▶ Excerpt to read
Start of Block

TAMPA, Fla. — Despite excitement around Super Bowl LV in Tampa next weekend, hotels are already expected to take a big hit thanks to limited capacity at Raymond James Stadium, as well as only one team flying in to town for the game.
The Bucs are the first team in NFL history to play a Super Bowl at home and although the Super Bowl run has excited locals, it will undoubtedly mean less people flying to Tampa needing a place to sleep next weekend.
Further, thanks to capacity caps at Raymond James Stadium due to Coronavirus as well as the NFL's ticket giveaway for 7500 healthcare workers, only 14,500 paying fans will be allowed inside the stadium.
What You Need To Know
- Bay area hotels not as full for Super Bowl due to pandemic
- Hotels also taking a hit with only one team traveling to Tampa
- Visit Tampa Bay has launched online campaign for fans in other markets
- Spectrum Bay News 9: Super Bowl in Tampa Bay
Less tourism traffic for next weekend’s game is not stopping Visit Tampa Bay from launching a marketing blitz this week to key markets where people may travel from.
It has launched new online campaigns in Kansas City, Chicago, Philadelphia, Boston, Atlanta and New York City.
The ads will run for the next week, attempting to take advantage of the free press Tampa will receive in the lead up to Super Bowl LV.

End of Block

▶ Supplied material
Start of Block

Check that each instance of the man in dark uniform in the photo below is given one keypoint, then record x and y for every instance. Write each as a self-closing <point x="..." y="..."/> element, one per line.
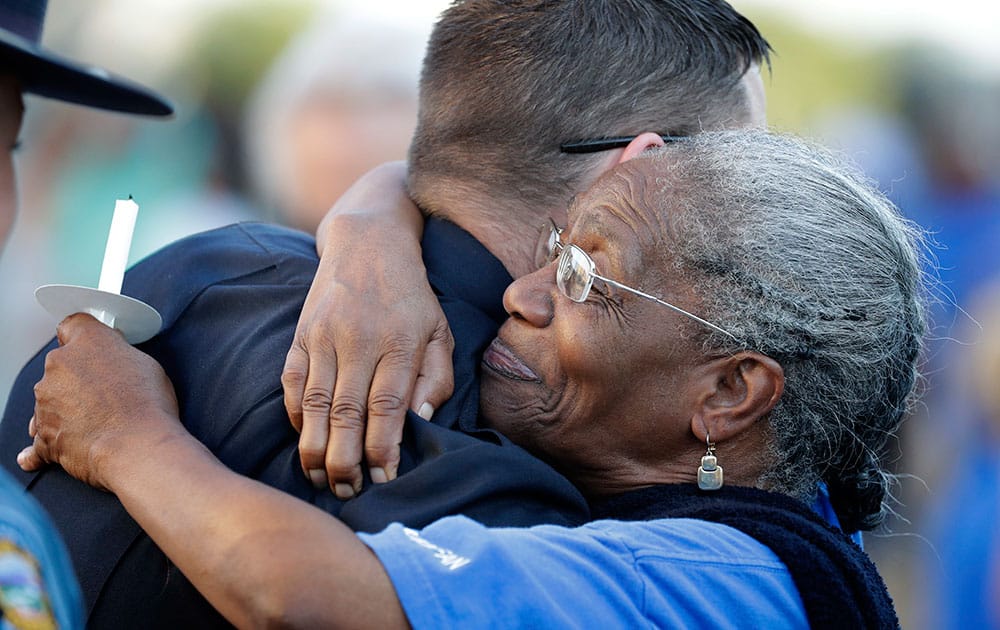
<point x="230" y="298"/>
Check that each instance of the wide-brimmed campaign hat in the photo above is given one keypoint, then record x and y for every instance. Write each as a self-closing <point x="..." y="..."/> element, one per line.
<point x="47" y="74"/>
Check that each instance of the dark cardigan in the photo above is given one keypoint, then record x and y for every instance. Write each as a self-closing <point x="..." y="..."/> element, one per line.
<point x="838" y="583"/>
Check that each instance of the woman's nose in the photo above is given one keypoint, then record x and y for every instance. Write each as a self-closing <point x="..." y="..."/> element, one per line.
<point x="530" y="297"/>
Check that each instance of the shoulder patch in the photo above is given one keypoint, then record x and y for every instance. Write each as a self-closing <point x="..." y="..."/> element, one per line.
<point x="24" y="603"/>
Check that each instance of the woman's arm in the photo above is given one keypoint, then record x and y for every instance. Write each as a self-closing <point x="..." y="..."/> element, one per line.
<point x="107" y="414"/>
<point x="371" y="340"/>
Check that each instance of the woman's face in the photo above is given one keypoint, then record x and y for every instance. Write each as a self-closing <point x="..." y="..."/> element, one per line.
<point x="11" y="112"/>
<point x="590" y="385"/>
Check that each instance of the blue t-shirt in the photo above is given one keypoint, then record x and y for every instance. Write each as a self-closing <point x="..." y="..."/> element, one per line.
<point x="666" y="573"/>
<point x="38" y="588"/>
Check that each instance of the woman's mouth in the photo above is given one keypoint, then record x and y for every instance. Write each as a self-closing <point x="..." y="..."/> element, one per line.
<point x="501" y="360"/>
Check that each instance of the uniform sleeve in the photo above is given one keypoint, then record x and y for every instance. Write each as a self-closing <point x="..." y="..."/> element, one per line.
<point x="456" y="572"/>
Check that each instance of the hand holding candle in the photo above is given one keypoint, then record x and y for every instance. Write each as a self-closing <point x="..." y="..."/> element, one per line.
<point x="137" y="321"/>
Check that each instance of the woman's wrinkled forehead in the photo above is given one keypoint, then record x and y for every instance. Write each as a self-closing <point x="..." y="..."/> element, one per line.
<point x="624" y="203"/>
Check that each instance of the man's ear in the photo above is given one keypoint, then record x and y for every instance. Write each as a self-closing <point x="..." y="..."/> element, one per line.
<point x="643" y="141"/>
<point x="739" y="390"/>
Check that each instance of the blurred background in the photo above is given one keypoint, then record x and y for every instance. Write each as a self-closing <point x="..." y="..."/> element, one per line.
<point x="282" y="103"/>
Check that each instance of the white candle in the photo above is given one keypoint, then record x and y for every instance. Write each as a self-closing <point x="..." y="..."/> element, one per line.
<point x="119" y="243"/>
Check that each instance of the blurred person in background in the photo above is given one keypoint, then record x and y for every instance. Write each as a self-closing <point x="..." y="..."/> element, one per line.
<point x="38" y="588"/>
<point x="187" y="175"/>
<point x="961" y="588"/>
<point x="340" y="100"/>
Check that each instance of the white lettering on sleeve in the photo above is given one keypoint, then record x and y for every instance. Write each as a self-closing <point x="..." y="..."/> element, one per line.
<point x="446" y="557"/>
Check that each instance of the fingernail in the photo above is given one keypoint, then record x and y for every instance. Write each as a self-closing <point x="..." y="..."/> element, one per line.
<point x="343" y="491"/>
<point x="318" y="478"/>
<point x="426" y="411"/>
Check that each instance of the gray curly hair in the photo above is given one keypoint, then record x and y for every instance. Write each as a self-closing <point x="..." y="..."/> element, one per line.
<point x="804" y="260"/>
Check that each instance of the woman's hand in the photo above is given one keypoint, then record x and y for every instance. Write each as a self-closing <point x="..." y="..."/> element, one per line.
<point x="371" y="340"/>
<point x="99" y="399"/>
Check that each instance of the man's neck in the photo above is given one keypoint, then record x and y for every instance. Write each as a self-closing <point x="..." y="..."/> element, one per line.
<point x="508" y="231"/>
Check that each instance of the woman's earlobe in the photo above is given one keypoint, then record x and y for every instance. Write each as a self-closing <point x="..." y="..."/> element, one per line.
<point x="642" y="142"/>
<point x="746" y="388"/>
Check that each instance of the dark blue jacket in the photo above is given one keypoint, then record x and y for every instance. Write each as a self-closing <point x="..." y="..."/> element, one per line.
<point x="230" y="299"/>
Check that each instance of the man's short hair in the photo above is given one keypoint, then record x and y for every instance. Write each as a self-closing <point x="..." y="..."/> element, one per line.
<point x="505" y="82"/>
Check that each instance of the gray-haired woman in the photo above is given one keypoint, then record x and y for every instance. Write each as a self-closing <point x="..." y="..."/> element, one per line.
<point x="723" y="325"/>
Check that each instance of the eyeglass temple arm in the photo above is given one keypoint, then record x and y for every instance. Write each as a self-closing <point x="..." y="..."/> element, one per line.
<point x="596" y="145"/>
<point x="676" y="309"/>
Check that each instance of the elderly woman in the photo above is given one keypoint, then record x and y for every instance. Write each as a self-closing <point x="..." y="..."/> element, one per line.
<point x="722" y="325"/>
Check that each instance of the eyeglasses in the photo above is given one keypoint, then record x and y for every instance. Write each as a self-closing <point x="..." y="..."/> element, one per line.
<point x="576" y="273"/>
<point x="595" y="145"/>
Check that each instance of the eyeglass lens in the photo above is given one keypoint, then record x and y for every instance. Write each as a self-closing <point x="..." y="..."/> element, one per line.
<point x="575" y="274"/>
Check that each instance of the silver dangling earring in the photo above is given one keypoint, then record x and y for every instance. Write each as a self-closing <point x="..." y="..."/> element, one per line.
<point x="709" y="473"/>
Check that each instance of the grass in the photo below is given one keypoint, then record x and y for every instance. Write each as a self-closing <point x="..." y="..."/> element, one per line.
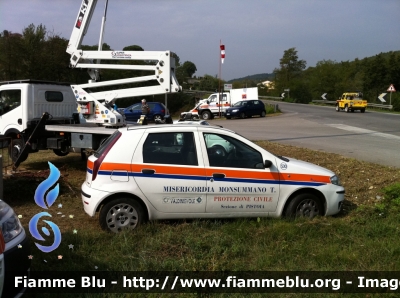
<point x="365" y="236"/>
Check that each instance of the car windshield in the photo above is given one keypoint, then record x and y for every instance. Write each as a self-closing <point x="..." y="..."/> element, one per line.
<point x="240" y="103"/>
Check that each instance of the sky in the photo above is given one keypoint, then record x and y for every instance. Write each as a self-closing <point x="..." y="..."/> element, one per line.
<point x="255" y="32"/>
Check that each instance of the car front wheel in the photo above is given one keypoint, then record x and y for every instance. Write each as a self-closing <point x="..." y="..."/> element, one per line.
<point x="121" y="213"/>
<point x="304" y="205"/>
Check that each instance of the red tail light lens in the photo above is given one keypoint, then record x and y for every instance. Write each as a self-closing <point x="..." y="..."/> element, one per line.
<point x="103" y="151"/>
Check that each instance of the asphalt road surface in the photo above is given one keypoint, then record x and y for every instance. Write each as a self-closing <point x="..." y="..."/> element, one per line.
<point x="369" y="136"/>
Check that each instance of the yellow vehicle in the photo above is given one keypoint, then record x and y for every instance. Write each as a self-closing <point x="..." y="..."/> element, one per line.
<point x="351" y="101"/>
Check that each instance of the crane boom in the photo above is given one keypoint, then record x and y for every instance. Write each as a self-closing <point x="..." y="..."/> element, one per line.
<point x="97" y="107"/>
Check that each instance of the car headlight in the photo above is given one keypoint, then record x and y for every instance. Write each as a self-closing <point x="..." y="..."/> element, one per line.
<point x="9" y="223"/>
<point x="335" y="180"/>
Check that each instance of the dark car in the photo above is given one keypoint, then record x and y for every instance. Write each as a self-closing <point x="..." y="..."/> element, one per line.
<point x="14" y="243"/>
<point x="246" y="108"/>
<point x="157" y="112"/>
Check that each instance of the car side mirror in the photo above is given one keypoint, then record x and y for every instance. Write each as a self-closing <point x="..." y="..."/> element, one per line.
<point x="267" y="164"/>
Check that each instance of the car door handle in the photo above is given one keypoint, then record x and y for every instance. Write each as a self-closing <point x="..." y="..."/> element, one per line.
<point x="148" y="171"/>
<point x="218" y="175"/>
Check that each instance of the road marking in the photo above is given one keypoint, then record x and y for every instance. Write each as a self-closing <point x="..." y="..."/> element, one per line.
<point x="364" y="131"/>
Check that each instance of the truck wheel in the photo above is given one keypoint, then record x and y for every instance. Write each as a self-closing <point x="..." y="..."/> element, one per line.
<point x="121" y="213"/>
<point x="15" y="149"/>
<point x="206" y="115"/>
<point x="304" y="205"/>
<point x="60" y="152"/>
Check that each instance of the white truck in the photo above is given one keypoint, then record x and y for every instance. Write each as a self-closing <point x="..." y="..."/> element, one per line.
<point x="213" y="106"/>
<point x="51" y="115"/>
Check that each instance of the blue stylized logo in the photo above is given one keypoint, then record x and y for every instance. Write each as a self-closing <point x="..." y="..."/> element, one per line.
<point x="51" y="197"/>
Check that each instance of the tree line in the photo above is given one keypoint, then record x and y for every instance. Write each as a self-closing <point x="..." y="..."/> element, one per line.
<point x="372" y="76"/>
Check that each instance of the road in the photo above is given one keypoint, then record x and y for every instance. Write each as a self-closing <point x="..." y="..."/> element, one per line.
<point x="369" y="136"/>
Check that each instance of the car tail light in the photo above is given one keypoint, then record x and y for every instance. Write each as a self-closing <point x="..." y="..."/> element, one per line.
<point x="2" y="243"/>
<point x="103" y="151"/>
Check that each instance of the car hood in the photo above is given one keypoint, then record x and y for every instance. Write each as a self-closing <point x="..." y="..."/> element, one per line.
<point x="290" y="165"/>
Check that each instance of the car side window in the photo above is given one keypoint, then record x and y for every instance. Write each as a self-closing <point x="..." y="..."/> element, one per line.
<point x="170" y="148"/>
<point x="225" y="151"/>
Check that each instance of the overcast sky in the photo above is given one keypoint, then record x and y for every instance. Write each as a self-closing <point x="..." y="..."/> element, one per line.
<point x="255" y="32"/>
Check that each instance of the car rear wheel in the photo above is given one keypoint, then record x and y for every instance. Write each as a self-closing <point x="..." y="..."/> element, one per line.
<point x="121" y="213"/>
<point x="304" y="205"/>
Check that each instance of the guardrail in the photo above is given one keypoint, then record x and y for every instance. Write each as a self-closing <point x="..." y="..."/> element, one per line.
<point x="373" y="105"/>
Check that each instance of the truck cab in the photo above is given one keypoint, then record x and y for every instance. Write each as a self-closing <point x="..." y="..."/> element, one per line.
<point x="351" y="101"/>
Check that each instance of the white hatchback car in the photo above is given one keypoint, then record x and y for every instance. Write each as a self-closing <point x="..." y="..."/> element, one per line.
<point x="199" y="171"/>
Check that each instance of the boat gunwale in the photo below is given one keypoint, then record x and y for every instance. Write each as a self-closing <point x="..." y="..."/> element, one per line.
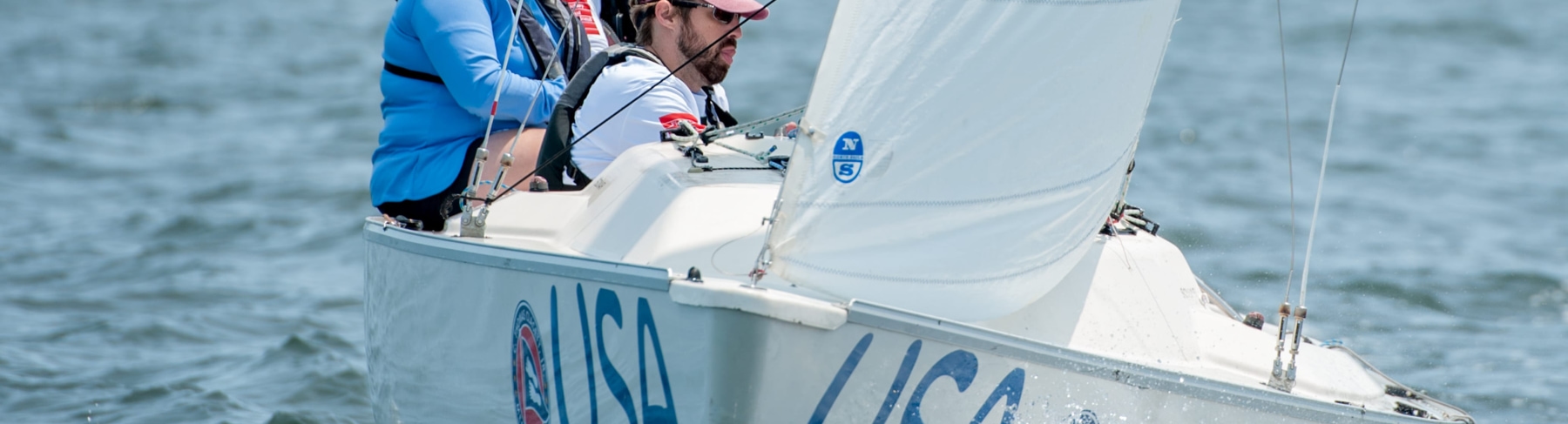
<point x="899" y="321"/>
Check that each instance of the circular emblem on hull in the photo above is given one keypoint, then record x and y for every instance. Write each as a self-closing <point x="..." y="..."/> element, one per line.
<point x="527" y="368"/>
<point x="848" y="157"/>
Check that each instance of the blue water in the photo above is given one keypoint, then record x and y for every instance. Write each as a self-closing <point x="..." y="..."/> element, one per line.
<point x="184" y="184"/>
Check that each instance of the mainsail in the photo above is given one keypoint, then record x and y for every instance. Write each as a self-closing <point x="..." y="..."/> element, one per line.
<point x="958" y="155"/>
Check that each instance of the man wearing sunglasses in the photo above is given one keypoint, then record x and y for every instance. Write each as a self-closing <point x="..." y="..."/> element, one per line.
<point x="674" y="31"/>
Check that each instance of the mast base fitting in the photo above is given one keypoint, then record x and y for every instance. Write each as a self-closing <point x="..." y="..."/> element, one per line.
<point x="472" y="223"/>
<point x="1254" y="320"/>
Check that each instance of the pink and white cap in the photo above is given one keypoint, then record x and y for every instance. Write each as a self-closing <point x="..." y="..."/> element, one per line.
<point x="742" y="8"/>
<point x="736" y="7"/>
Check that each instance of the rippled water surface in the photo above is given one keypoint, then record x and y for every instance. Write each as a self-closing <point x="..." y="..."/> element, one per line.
<point x="184" y="182"/>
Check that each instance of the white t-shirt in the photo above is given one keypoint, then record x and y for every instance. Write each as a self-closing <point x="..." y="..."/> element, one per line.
<point x="640" y="123"/>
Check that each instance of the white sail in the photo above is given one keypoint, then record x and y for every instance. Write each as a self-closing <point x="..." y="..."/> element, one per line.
<point x="960" y="154"/>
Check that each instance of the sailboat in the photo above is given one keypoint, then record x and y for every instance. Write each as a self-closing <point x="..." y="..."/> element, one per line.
<point x="938" y="251"/>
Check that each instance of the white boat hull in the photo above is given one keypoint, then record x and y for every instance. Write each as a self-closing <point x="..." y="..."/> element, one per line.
<point x="464" y="332"/>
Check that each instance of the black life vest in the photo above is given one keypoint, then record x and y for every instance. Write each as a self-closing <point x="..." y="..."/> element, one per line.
<point x="556" y="149"/>
<point x="568" y="61"/>
<point x="558" y="131"/>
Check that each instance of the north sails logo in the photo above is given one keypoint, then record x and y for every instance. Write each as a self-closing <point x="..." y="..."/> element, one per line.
<point x="527" y="368"/>
<point x="848" y="157"/>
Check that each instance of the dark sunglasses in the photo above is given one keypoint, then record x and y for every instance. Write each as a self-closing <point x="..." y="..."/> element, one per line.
<point x="721" y="15"/>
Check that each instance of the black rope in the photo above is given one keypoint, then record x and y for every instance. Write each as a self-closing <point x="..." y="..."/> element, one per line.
<point x="629" y="104"/>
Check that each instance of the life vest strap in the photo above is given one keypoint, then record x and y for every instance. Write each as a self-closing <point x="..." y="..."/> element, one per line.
<point x="407" y="72"/>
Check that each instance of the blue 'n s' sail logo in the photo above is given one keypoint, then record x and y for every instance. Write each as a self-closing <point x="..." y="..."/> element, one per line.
<point x="848" y="157"/>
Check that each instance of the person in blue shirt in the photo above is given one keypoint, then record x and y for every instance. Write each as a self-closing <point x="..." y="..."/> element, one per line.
<point x="441" y="76"/>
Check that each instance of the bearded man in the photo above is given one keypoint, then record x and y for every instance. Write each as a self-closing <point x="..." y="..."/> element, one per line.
<point x="674" y="31"/>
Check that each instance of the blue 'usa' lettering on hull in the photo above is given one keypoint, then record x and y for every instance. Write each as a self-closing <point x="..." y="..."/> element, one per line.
<point x="958" y="365"/>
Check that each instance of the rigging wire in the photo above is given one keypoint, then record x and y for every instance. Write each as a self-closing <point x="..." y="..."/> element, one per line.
<point x="1289" y="149"/>
<point x="1311" y="232"/>
<point x="744" y="21"/>
<point x="548" y="63"/>
<point x="501" y="86"/>
<point x="1322" y="169"/>
<point x="1278" y="377"/>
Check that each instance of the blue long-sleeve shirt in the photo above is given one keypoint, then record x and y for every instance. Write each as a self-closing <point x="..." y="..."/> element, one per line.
<point x="430" y="125"/>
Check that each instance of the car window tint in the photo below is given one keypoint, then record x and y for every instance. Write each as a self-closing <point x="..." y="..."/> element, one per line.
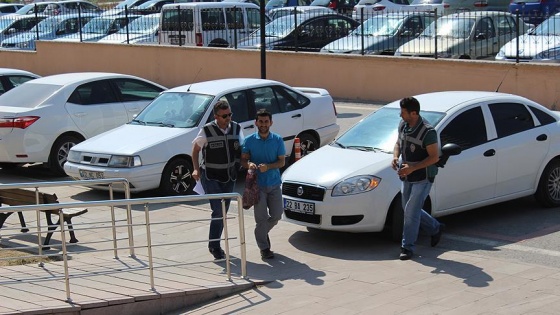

End of Block

▶ Required work
1. Answer these from the article on Tampa's Super Bowl hotels:
(a) How many paying fans will be allowed inside Raymond James Stadium?
(b) How many healthcare workers are getting tickets through the NFL's giveaway?
(c) In which cities has Visit Tampa Bay launched new online campaigns?
2. Carry on the article on Tampa's Super Bowl hotels from where it stops.
The records have no connection to the article on Tampa's Super Bowl hotels.

▶ Results of the exercise
1.
(a) 14,500 paying fans.
(b) 7,500 healthcare workers.
(c) Kansas City, Chicago, Philadelphia, Boston, Atlanta and New York City.

2.
With hotels seeing less Super Bowl traffic in the coming week, tourism officials do expect at least some local businesses to make-up for the lack of hotel stays, specifically bars and restaurants.
"The locals are going to make up for that," said CEO of Visit Tampa Bay Santiago Corrada. "They are going to go out to the restaurants and they are going to do it safely... And they are going to have a great time downtown and in and around the stadium. So we are super excited. It's a privilege and an honor to host a Super Bowl, and especially this year."
Usually it is hard to quantify the economic impact of a big event like the Super Bowl.
The game next weekend will still likely bring in millions of dollars in economic impact.
And during the pandemic, something is certainly better than nothing.